◆ Text extract ◆
4. Gas and salt solubility in water
Gas and salt solubility and solubility curves
are considered - variation of solubility with temperature
Doc Brown's GCSE level school chemistry notes
Water chemistry notes index
5a.
How
well do different
gases and solids dissolve in water?
-
First, some definitions
of words you may encounter in talking about solubility and
other water related situations:
-
solute: the
material which is to be dissolved in a solvent.
-
solvent: the
liquid which dissolves the material (the solute). You will come
across water more than any other liquid solvent BUT lots of
important organic solvents like hexane (petrol like), ethanol
(alcohol) and propanone (acetone) are in common laboratory use.
-
solution: the
result of dissolving something in a liquid (solute + solvent =>
solution).
-
solubility: to
what extent a solute material will dissolve.
-
soluble: the
material will dissolve in a particular liquid solvent.
-
saturated:
means that no more of a substance (the solute) will dissolve in its
solution i.e. maximum solubility achieved at a particular
temperature.
-
Therefore a saturated solution is one in which no
more solute will dissolve at that temperature giving the maximum
solubility at that particular temperature.
-
insoluble: not
soluble, will not dissolve in a particular liquid (don't assume it
means will not dissolve in anything).
-
hydration:
means the addition of water to a material.
-
dehydration:
means to remove water from a substance.
-
Factors affecting
rates of dissolving.
-
heat: heating
the mixture to raise the temperature will increase the rate of a
substance dissolving - the energy of all the particles involved is
increased - increased rate of more energetic collisions between solute
and solvent particles speeding up the dissolving process.
-
surface area:
if a solid is broken up and crushed into smaller pieces or a powder it
will dissolve faster. This breaking down of a solid increases the
surface are for the solvent to 'attack' and dissolve the solid.
-
stirring:
this increases the rate of dissolving because it prevents 'local'
saturation of the solution which will inhibit dissolving.

◆ Exercise task 1 ◆
Reproduce the solubility notes from "4. Gas and salt" up to and including "dissolve in water?".
◆ Exercise task 2 ◆
According to the solubility notes, why does stirring make a substance dissolve faster?
The lines after the solubility notes aren't needed for anything here.

◆ Data supplied ◆
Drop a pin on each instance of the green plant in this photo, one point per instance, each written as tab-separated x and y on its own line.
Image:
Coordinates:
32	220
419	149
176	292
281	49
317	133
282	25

◆ Full output 1 ◆
4. Gas and salt solubility in water
Gas and salt solubility and solubility curves
are considered - variation of solubility with temperature
Doc Brown's GCSE level school chemistry notes
Water chemistry notes index
5a.
How
well do different
gases and solids dissolve in water?

◆ Full output 2 ◆
It prevents "local" saturation of the solution, which would hold back dissolving.